Pull out each line of the rows below that contains the string "traffic", matching capitalization exactly.

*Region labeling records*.
• • • •

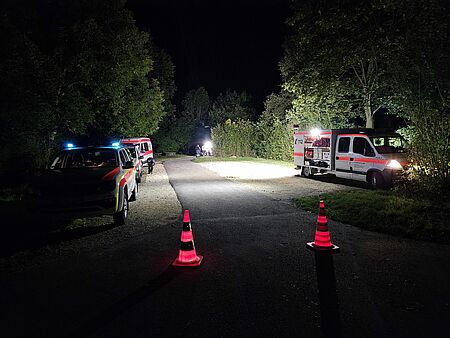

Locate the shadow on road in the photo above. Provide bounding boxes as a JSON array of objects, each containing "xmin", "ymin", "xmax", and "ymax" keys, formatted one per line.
[
  {"xmin": 68, "ymin": 266, "xmax": 186, "ymax": 337},
  {"xmin": 314, "ymin": 252, "xmax": 341, "ymax": 338},
  {"xmin": 0, "ymin": 203, "xmax": 116, "ymax": 257},
  {"xmin": 295, "ymin": 174, "xmax": 370, "ymax": 189}
]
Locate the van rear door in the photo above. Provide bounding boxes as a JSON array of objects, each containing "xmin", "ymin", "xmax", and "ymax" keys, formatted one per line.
[
  {"xmin": 335, "ymin": 135, "xmax": 351, "ymax": 178},
  {"xmin": 350, "ymin": 136, "xmax": 377, "ymax": 181}
]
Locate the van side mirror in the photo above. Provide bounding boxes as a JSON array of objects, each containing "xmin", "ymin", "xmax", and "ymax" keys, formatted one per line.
[{"xmin": 122, "ymin": 161, "xmax": 134, "ymax": 169}]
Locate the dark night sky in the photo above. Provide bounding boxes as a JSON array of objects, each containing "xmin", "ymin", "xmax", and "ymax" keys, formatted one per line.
[{"xmin": 127, "ymin": 0, "xmax": 290, "ymax": 109}]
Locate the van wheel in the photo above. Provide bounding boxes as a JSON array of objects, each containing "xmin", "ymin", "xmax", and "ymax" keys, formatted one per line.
[
  {"xmin": 113, "ymin": 190, "xmax": 128, "ymax": 225},
  {"xmin": 302, "ymin": 167, "xmax": 314, "ymax": 177},
  {"xmin": 130, "ymin": 182, "xmax": 139, "ymax": 202},
  {"xmin": 367, "ymin": 172, "xmax": 384, "ymax": 189}
]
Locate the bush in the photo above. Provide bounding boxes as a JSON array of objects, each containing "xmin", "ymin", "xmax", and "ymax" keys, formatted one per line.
[
  {"xmin": 211, "ymin": 119, "xmax": 257, "ymax": 157},
  {"xmin": 400, "ymin": 110, "xmax": 450, "ymax": 194}
]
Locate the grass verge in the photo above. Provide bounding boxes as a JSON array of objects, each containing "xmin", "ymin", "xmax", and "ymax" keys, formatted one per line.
[
  {"xmin": 295, "ymin": 190, "xmax": 450, "ymax": 244},
  {"xmin": 192, "ymin": 156, "xmax": 294, "ymax": 168}
]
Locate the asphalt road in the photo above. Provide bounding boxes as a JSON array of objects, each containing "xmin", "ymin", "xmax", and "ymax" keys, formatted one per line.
[{"xmin": 0, "ymin": 159, "xmax": 450, "ymax": 337}]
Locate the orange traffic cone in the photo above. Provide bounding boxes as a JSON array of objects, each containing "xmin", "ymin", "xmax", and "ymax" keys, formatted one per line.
[
  {"xmin": 172, "ymin": 210, "xmax": 203, "ymax": 267},
  {"xmin": 306, "ymin": 201, "xmax": 339, "ymax": 252}
]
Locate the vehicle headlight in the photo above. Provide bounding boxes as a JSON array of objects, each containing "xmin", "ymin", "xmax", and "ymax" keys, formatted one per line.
[
  {"xmin": 100, "ymin": 180, "xmax": 116, "ymax": 191},
  {"xmin": 386, "ymin": 160, "xmax": 402, "ymax": 169}
]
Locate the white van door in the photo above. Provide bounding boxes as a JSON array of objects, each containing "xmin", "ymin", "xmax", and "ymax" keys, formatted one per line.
[
  {"xmin": 334, "ymin": 136, "xmax": 351, "ymax": 178},
  {"xmin": 350, "ymin": 136, "xmax": 376, "ymax": 181}
]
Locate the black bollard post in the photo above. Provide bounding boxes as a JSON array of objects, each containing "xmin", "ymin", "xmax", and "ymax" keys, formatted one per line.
[{"xmin": 314, "ymin": 251, "xmax": 341, "ymax": 338}]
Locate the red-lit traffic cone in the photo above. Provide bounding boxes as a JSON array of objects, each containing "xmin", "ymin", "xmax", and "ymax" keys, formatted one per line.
[
  {"xmin": 306, "ymin": 201, "xmax": 339, "ymax": 252},
  {"xmin": 172, "ymin": 210, "xmax": 203, "ymax": 267}
]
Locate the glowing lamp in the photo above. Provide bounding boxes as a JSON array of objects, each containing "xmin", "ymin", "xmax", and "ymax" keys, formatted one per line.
[
  {"xmin": 386, "ymin": 160, "xmax": 402, "ymax": 169},
  {"xmin": 309, "ymin": 128, "xmax": 320, "ymax": 137},
  {"xmin": 203, "ymin": 141, "xmax": 212, "ymax": 150}
]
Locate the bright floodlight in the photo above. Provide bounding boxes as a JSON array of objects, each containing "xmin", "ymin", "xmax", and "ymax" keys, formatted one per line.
[
  {"xmin": 309, "ymin": 128, "xmax": 320, "ymax": 137},
  {"xmin": 203, "ymin": 141, "xmax": 212, "ymax": 150},
  {"xmin": 387, "ymin": 160, "xmax": 402, "ymax": 169}
]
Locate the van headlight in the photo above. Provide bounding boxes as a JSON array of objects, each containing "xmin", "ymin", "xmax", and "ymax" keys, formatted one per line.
[{"xmin": 386, "ymin": 160, "xmax": 402, "ymax": 169}]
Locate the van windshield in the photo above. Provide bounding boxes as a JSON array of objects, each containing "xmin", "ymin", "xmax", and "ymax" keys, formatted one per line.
[{"xmin": 370, "ymin": 136, "xmax": 405, "ymax": 154}]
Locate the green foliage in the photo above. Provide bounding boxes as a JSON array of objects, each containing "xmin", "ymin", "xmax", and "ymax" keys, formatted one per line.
[
  {"xmin": 212, "ymin": 119, "xmax": 257, "ymax": 157},
  {"xmin": 209, "ymin": 89, "xmax": 254, "ymax": 126},
  {"xmin": 255, "ymin": 92, "xmax": 294, "ymax": 160},
  {"xmin": 182, "ymin": 87, "xmax": 211, "ymax": 123},
  {"xmin": 0, "ymin": 0, "xmax": 171, "ymax": 171},
  {"xmin": 153, "ymin": 116, "xmax": 195, "ymax": 152},
  {"xmin": 296, "ymin": 189, "xmax": 450, "ymax": 243},
  {"xmin": 280, "ymin": 0, "xmax": 411, "ymax": 128}
]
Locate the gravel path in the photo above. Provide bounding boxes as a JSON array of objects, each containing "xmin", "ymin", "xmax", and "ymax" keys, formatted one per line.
[{"xmin": 199, "ymin": 162, "xmax": 361, "ymax": 202}]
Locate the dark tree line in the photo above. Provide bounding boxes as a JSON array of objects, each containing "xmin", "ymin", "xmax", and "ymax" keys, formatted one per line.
[{"xmin": 0, "ymin": 0, "xmax": 175, "ymax": 172}]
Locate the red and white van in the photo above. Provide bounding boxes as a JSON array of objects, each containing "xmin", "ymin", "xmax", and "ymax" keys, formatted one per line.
[
  {"xmin": 120, "ymin": 137, "xmax": 154, "ymax": 167},
  {"xmin": 294, "ymin": 126, "xmax": 408, "ymax": 187}
]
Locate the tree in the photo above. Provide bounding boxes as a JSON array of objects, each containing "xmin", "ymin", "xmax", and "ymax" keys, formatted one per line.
[
  {"xmin": 182, "ymin": 87, "xmax": 211, "ymax": 124},
  {"xmin": 280, "ymin": 0, "xmax": 399, "ymax": 128},
  {"xmin": 0, "ymin": 0, "xmax": 169, "ymax": 174},
  {"xmin": 209, "ymin": 89, "xmax": 254, "ymax": 126}
]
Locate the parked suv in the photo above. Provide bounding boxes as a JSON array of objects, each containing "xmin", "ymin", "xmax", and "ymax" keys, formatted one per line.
[
  {"xmin": 124, "ymin": 145, "xmax": 143, "ymax": 183},
  {"xmin": 37, "ymin": 145, "xmax": 137, "ymax": 225}
]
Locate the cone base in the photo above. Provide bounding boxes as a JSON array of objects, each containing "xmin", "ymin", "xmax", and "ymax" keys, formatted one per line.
[
  {"xmin": 306, "ymin": 242, "xmax": 341, "ymax": 253},
  {"xmin": 172, "ymin": 255, "xmax": 203, "ymax": 268}
]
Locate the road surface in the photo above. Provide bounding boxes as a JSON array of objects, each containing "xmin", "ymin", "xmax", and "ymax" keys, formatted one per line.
[{"xmin": 0, "ymin": 159, "xmax": 450, "ymax": 337}]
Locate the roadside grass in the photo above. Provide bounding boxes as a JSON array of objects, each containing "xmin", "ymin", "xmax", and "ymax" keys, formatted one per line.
[
  {"xmin": 192, "ymin": 156, "xmax": 294, "ymax": 168},
  {"xmin": 295, "ymin": 190, "xmax": 450, "ymax": 244},
  {"xmin": 155, "ymin": 154, "xmax": 189, "ymax": 162}
]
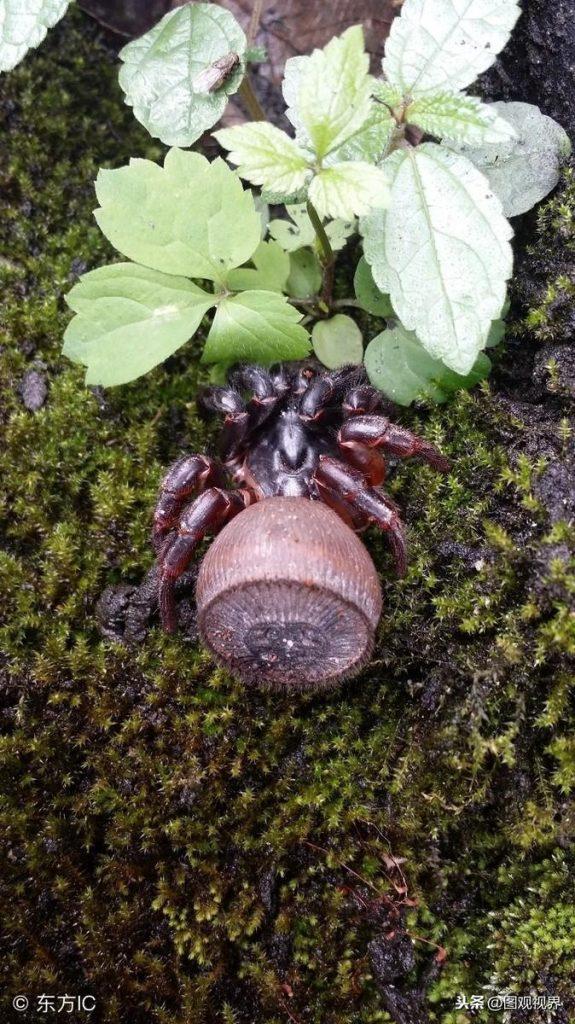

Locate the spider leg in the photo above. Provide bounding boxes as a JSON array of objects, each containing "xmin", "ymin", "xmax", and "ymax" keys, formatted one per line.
[
  {"xmin": 314, "ymin": 456, "xmax": 407, "ymax": 575},
  {"xmin": 342, "ymin": 384, "xmax": 384, "ymax": 420},
  {"xmin": 300, "ymin": 367, "xmax": 361, "ymax": 423},
  {"xmin": 229, "ymin": 367, "xmax": 281, "ymax": 430},
  {"xmin": 158, "ymin": 487, "xmax": 253, "ymax": 633},
  {"xmin": 197, "ymin": 384, "xmax": 250, "ymax": 461},
  {"xmin": 151, "ymin": 455, "xmax": 223, "ymax": 551},
  {"xmin": 338, "ymin": 416, "xmax": 449, "ymax": 473}
]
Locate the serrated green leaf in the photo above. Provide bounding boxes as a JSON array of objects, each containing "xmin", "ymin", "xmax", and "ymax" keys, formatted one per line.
[
  {"xmin": 281, "ymin": 55, "xmax": 313, "ymax": 151},
  {"xmin": 364, "ymin": 324, "xmax": 491, "ymax": 406},
  {"xmin": 450, "ymin": 102, "xmax": 571, "ymax": 217},
  {"xmin": 384, "ymin": 0, "xmax": 520, "ymax": 96},
  {"xmin": 120, "ymin": 3, "xmax": 247, "ymax": 146},
  {"xmin": 62, "ymin": 263, "xmax": 214, "ymax": 387},
  {"xmin": 268, "ymin": 203, "xmax": 356, "ymax": 252},
  {"xmin": 246, "ymin": 46, "xmax": 269, "ymax": 63},
  {"xmin": 353, "ymin": 256, "xmax": 394, "ymax": 316},
  {"xmin": 485, "ymin": 315, "xmax": 507, "ymax": 348},
  {"xmin": 360, "ymin": 142, "xmax": 513, "ymax": 375},
  {"xmin": 226, "ymin": 242, "xmax": 290, "ymax": 292},
  {"xmin": 283, "ymin": 25, "xmax": 371, "ymax": 158},
  {"xmin": 285, "ymin": 249, "xmax": 322, "ymax": 299},
  {"xmin": 95, "ymin": 150, "xmax": 261, "ymax": 282},
  {"xmin": 405, "ymin": 92, "xmax": 515, "ymax": 145},
  {"xmin": 202, "ymin": 291, "xmax": 310, "ymax": 366},
  {"xmin": 214, "ymin": 121, "xmax": 312, "ymax": 193},
  {"xmin": 311, "ymin": 313, "xmax": 363, "ymax": 370},
  {"xmin": 372, "ymin": 79, "xmax": 403, "ymax": 111},
  {"xmin": 326, "ymin": 102, "xmax": 395, "ymax": 164},
  {"xmin": 0, "ymin": 0, "xmax": 71, "ymax": 71},
  {"xmin": 309, "ymin": 161, "xmax": 389, "ymax": 219}
]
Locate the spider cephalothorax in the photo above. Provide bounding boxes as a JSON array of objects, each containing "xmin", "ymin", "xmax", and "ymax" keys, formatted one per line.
[{"xmin": 153, "ymin": 366, "xmax": 448, "ymax": 686}]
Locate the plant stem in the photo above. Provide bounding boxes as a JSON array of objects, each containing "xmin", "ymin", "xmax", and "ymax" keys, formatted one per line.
[
  {"xmin": 248, "ymin": 0, "xmax": 264, "ymax": 46},
  {"xmin": 307, "ymin": 199, "xmax": 336, "ymax": 308},
  {"xmin": 239, "ymin": 75, "xmax": 267, "ymax": 121},
  {"xmin": 331, "ymin": 299, "xmax": 363, "ymax": 309}
]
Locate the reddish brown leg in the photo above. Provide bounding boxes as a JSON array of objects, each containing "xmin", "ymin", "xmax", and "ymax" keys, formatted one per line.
[
  {"xmin": 314, "ymin": 456, "xmax": 407, "ymax": 575},
  {"xmin": 338, "ymin": 416, "xmax": 449, "ymax": 473},
  {"xmin": 159, "ymin": 487, "xmax": 252, "ymax": 633},
  {"xmin": 151, "ymin": 455, "xmax": 223, "ymax": 551}
]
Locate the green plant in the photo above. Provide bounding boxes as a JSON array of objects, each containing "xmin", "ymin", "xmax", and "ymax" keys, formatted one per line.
[{"xmin": 2, "ymin": 0, "xmax": 570, "ymax": 404}]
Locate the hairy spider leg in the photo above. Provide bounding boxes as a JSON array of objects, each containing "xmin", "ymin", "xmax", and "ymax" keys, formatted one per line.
[
  {"xmin": 342, "ymin": 384, "xmax": 384, "ymax": 420},
  {"xmin": 228, "ymin": 367, "xmax": 283, "ymax": 431},
  {"xmin": 299, "ymin": 367, "xmax": 358, "ymax": 423},
  {"xmin": 338, "ymin": 416, "xmax": 449, "ymax": 473},
  {"xmin": 159, "ymin": 487, "xmax": 253, "ymax": 633},
  {"xmin": 197, "ymin": 384, "xmax": 251, "ymax": 461},
  {"xmin": 151, "ymin": 455, "xmax": 224, "ymax": 551},
  {"xmin": 314, "ymin": 456, "xmax": 407, "ymax": 575}
]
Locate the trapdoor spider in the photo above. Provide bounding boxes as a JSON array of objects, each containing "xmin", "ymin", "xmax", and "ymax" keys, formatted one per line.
[{"xmin": 153, "ymin": 365, "xmax": 448, "ymax": 686}]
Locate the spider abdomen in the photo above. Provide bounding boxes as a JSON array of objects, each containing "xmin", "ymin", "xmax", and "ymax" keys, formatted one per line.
[{"xmin": 196, "ymin": 497, "xmax": 382, "ymax": 688}]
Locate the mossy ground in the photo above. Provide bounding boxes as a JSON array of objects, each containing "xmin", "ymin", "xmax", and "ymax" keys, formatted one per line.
[{"xmin": 0, "ymin": 14, "xmax": 575, "ymax": 1024}]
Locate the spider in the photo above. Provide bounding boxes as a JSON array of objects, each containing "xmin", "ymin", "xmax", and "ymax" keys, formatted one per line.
[{"xmin": 152, "ymin": 364, "xmax": 449, "ymax": 632}]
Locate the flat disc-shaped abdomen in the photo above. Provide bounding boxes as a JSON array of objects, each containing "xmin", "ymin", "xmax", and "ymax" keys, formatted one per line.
[{"xmin": 196, "ymin": 498, "xmax": 382, "ymax": 688}]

• • • •

*The output*.
Locate the orange traffic cone in the photo above. Provide bounding boxes as a JSON array of objects, each containing "xmin", "ymin", "xmax", and "ymax" keys, formatted one per line.
Locate the red-lit traffic cone in the photo above. Provide bounding boxes as a JSON array of objects, each containing "xmin", "ymin", "xmax", and "ymax" keys, formatted one per line.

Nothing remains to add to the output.